::: INPUT MATERIAL

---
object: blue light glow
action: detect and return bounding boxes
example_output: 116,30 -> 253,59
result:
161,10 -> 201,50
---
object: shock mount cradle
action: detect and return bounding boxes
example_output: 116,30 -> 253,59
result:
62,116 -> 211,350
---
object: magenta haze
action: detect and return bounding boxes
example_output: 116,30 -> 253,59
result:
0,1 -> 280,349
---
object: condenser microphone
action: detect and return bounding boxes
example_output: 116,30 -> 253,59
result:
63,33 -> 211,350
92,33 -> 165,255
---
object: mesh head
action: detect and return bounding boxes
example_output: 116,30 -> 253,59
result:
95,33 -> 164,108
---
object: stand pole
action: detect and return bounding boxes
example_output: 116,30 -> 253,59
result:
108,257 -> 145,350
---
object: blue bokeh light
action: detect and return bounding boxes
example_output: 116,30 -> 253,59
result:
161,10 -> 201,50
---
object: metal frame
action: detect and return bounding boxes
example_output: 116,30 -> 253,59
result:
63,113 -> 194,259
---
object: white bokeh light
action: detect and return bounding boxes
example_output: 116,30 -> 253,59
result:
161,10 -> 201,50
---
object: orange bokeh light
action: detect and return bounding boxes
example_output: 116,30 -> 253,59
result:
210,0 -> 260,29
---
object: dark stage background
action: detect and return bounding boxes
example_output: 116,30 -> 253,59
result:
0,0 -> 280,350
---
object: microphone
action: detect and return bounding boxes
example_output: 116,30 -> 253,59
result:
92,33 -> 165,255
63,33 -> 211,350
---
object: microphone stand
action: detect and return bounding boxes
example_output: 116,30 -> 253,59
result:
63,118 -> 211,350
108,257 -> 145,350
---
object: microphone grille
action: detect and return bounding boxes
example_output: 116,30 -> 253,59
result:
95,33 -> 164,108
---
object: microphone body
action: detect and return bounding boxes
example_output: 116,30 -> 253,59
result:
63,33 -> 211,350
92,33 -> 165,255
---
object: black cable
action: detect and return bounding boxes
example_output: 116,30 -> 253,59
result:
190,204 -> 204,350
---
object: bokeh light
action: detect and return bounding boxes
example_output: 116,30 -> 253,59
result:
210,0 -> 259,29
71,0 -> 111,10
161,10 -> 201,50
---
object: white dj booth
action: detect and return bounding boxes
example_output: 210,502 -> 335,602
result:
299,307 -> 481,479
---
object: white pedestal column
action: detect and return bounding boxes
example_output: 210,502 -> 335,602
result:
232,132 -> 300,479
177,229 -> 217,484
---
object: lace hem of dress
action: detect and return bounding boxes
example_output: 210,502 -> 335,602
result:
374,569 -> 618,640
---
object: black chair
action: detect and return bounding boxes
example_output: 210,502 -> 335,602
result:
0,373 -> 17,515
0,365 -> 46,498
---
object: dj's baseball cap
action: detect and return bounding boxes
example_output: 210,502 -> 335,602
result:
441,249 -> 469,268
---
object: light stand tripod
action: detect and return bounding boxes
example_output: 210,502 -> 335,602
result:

::::::

TASK STATEMENT:
State how many lines in the rows above contain the string "black", treating uppercase and lowercase letters as different. Give only the number.

RESULT OF THE EXERCISE:
2